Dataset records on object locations
────────
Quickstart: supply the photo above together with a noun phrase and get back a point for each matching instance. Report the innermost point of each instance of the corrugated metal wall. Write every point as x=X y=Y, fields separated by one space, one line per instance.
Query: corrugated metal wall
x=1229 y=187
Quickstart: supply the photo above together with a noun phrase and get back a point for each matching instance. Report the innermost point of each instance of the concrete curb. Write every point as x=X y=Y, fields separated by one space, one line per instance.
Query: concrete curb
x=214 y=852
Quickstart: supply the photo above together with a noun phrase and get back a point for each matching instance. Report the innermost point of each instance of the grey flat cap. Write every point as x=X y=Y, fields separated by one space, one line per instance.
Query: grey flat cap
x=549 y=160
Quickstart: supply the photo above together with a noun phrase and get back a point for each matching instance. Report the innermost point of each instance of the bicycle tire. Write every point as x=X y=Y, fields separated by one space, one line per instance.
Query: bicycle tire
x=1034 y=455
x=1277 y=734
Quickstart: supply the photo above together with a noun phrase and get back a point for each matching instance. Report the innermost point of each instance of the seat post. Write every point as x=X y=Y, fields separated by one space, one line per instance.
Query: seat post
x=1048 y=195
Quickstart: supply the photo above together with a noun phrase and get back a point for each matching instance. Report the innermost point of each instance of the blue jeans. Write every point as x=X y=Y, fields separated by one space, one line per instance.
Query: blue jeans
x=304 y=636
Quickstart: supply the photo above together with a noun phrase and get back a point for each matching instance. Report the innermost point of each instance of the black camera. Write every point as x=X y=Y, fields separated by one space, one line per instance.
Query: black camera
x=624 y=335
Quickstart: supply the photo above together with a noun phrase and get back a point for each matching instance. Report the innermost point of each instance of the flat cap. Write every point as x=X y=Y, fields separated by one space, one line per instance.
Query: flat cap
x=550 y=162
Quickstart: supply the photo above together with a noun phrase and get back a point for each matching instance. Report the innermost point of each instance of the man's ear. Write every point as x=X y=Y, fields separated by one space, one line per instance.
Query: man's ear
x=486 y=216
────────
TASK DETAILS:
Rewrite the data above with "innermost point" changed to "central point" wherever it occurs, keeping everything else the same.

COMPLETED TASK:
Quickstart: supply the photo above together with a noun phrase and get back a point for each matching instance. Report the central point of each instance of the corrugated metal wall. Write every point as x=X y=Y, fields separated by one space, one line per instance.
Query: corrugated metal wall
x=1229 y=187
Quickstart: supply the photo above together with a noun phrase and get back a point for each matching instance. Report the central point of each instance of the concrete curb. Write every point as x=X y=Y, fields separated by one space, one line per instance.
Query: concrete curb
x=214 y=852
Quickstart: supply the photo above together with a noun phrase and get back a point for each matching instance. Report the central point of each instance of the grey flat cap. Write every point as x=X y=Y, fields separated by one space, one line per instance.
Query: grey flat cap
x=549 y=160
Quickstart: supply the photo above together with a noun phrase and get back a point for each matching instance. Report the central point of each instance of the bicycle tire. Write every point as x=X y=Y, fields separated by one space, one line per instance.
Query: bicycle tire
x=1034 y=455
x=1277 y=734
Quickstart: supply the photo above together with a noun phrase and get back a point for each matching instance. Report the central point of each instance of the seat post. Write every point as x=X y=Y, fields separated by one space, one line per instance.
Query: seat post
x=1048 y=195
Quickstart: supply the photo above together with a noun phrase and get back a point for each matching instance. Report the central point of each instance of the blue jeans. Write every point as x=X y=Y, fields separated by one space, one line per instance.
Query: blue jeans
x=304 y=636
Quickstart: supply the photo above together with a noun phrase and get back a point for each matching instance. Report the central point of each instance of the black camera. Write every point as x=X y=Y, fields separated by one space, one line per instance.
Query: black camera
x=624 y=335
Quickstart: supply the photo above together with a noun phrase and get back a point for each matching instance. Report the central point of each instance of the flat cap. Write every point as x=X y=Y, fields separated by one space, one line per instance.
Query: flat cap
x=550 y=162
Quickstart: supply the photo above together with a noun phrase and get back a point for each matching instance. Report the central point of each instance of the man's ear. Write every point as x=X y=Y, fields separated by one space, one line per instance.
Query: man's ear
x=486 y=216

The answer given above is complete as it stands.